=== WORK TO DO ===
Find every line in the rows below that contains the string "inside" and copy each of those lines. Treat uppercase and lowercase letters as different.

=== RECORDS TO USE ===
════
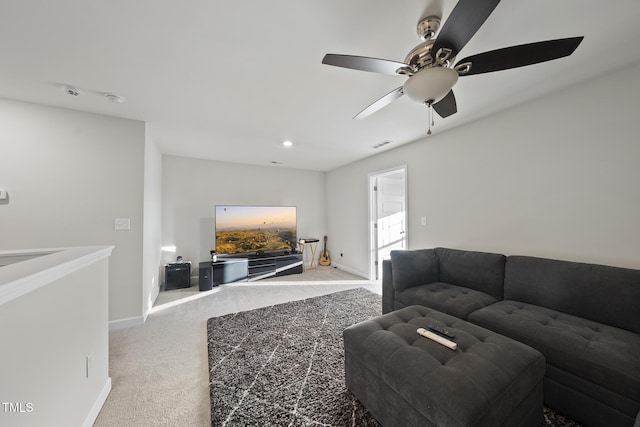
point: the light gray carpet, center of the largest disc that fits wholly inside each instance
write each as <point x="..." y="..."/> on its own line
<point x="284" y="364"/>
════
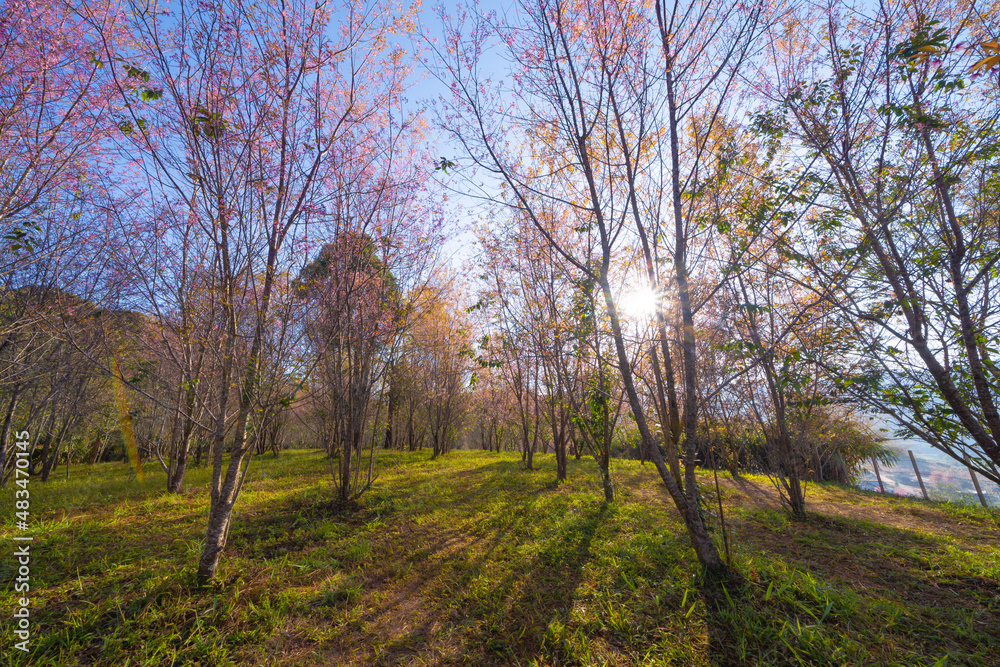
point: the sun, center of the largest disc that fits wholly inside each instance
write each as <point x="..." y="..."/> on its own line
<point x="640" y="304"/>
════
=== RESULT OF THIS TASK ===
point: the light gray carpet, center of the largest disc that fits wholly inside each instance
point: the sun, center of the largest disc that fits wholly inside each instance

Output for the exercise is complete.